***** Document section

Re: SetPrecision - What does in find?

• To: mathgroup at smc.vnet.net
• Subject: [mg48456] Re: SetPrecision - What does in find?
• From: "Drago Ganic" <drago.ganic at in2.hr>
• Date: Mon, 31 May 2004 00:13:32 -0400 (EDT)
• References: <c8kcs0\$mpv\$1@smc.vnet.net> <c8mumk\$a4t\$1@smc.vnet.net> <c944pq\$r43\$1@smc.vnet.net> <c96i11\$ijt\$1@smc.vnet.net>
• Sender: owner-wri-mathgroup at wolfram.com

Does that mean that this holds for every real number:

SetPrecision[x, Infinity] ==
FromDigits[RealDigits[x, 2, Round[MachinePrecision*Log[10]/Log[2]]], 2]

SetPrecision[x,Infinity] should be documented !

Greeting from Croatia,
Drago Ganic

P.S.:  Round[MachinePrecision*Log[10]/Log[2]] stands (curently) for 53.

"Peltio" <peltio at twilight.zone> wrote in message
news:c96i11\$ijt\$1 at smc.vnet.net...

**********

§ **Goal A**
According to the post's P.S., what number does Round[MachinePrecision*Log[10]/Log[2]] currently stand for?
§ **Goal B**
In the mailing-list post, transcribe the passage beginning with the words containing "Does that mean" and ending with "(curently) for 53.".

***** Supplied entries

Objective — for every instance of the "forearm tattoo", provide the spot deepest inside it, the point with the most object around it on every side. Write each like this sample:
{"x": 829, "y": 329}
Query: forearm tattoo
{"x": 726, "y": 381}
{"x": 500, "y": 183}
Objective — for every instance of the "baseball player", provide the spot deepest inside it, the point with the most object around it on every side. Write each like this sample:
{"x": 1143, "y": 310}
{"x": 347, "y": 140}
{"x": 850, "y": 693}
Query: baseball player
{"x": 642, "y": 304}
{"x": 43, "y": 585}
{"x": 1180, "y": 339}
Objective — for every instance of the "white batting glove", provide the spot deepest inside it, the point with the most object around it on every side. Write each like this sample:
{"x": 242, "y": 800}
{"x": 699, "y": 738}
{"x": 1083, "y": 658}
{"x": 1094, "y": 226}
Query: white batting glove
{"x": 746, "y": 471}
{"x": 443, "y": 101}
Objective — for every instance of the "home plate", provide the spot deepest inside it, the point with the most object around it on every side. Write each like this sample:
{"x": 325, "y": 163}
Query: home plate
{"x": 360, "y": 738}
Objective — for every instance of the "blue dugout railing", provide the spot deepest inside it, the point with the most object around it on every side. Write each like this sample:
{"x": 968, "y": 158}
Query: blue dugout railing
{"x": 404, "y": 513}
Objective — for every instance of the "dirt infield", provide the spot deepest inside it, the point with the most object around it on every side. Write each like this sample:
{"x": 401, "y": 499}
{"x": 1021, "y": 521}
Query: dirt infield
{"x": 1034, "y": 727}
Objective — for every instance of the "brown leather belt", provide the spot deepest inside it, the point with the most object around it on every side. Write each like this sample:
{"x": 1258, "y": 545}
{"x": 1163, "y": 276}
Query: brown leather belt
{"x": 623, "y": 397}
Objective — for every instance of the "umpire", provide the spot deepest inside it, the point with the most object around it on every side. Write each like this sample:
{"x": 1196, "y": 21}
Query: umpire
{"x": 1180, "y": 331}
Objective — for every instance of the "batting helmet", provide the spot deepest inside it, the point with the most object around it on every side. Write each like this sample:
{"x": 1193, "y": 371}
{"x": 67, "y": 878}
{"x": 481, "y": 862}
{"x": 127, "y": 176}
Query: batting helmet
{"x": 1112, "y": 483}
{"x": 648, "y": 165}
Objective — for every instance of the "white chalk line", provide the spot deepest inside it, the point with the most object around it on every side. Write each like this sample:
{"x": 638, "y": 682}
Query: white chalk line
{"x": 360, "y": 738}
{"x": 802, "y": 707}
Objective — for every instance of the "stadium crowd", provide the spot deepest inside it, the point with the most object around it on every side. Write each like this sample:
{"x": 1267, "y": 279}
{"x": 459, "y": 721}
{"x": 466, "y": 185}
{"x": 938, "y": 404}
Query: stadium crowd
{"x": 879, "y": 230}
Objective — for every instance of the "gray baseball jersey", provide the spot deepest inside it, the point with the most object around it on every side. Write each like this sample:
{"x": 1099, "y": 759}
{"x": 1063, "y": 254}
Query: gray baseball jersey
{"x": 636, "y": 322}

**********

§ **Written reply A**
53

§ **Written reply B**
Does that mean that this holds for every real number:

SetPrecision[x, Infinity] ==
FromDigits[RealDigits[x, 2, Round[MachinePrecision*Log[10]/Log[2]]], 2]

SetPrecision[x,Infinity] should be documented !

Greeting from Croatia,
Drago Ganic

P.S.:  Round[MachinePrecision*Log[10]/Log[2]] stands (curently) for 53.